**Available data:**

BEGIN

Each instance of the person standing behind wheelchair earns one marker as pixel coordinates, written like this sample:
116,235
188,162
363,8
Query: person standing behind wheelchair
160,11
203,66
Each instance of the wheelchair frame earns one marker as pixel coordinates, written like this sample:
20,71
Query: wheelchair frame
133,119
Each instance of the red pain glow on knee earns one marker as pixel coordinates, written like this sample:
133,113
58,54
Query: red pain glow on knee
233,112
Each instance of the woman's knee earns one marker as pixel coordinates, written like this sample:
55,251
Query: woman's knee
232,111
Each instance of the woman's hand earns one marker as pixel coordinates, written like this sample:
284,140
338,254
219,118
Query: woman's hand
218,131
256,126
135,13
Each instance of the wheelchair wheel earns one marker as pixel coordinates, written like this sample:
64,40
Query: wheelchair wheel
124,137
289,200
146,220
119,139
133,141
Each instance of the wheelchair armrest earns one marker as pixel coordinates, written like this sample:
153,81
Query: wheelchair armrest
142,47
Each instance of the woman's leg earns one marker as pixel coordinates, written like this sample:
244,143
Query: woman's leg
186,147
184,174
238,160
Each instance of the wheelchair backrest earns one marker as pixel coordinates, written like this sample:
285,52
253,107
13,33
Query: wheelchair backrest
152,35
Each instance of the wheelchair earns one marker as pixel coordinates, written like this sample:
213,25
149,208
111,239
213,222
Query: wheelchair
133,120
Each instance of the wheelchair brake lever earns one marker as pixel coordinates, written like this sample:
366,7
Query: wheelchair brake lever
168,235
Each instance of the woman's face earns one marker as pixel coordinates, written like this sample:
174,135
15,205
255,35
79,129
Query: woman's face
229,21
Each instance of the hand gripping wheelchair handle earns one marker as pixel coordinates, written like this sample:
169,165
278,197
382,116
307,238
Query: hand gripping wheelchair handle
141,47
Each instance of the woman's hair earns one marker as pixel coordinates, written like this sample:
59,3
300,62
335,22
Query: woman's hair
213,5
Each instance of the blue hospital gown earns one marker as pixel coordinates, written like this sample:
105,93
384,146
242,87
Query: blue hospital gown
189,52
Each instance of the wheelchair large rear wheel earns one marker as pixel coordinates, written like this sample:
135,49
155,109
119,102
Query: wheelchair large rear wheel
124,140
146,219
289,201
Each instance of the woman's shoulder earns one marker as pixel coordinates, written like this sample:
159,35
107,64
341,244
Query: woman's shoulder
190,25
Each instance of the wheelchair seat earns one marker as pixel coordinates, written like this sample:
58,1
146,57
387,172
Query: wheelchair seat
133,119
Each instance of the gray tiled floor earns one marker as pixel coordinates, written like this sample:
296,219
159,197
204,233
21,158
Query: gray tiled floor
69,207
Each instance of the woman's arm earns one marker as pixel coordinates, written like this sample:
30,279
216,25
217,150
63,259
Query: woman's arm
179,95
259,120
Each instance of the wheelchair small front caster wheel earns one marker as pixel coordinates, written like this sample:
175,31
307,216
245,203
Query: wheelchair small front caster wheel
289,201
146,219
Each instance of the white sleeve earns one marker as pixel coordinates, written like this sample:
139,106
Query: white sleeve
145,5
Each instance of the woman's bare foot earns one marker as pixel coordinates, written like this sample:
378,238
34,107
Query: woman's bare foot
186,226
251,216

END

**Task goal:** Give back, unchanged, the run of lines in the listing above that begins at the line containing "Each instance of the wheelchair wheel" and ends at the line containing "Each instance of the wheelchair armrest", both included.

**Problem solution:**
Each instance of the wheelchair wheel earns one marker as pixel coordinates, written like this sample:
64,40
Query: wheelchair wheel
124,137
289,200
146,220
119,139
133,141
Each instance of the wheelchair armrest earns one marker as pixel coordinates, written like this sample:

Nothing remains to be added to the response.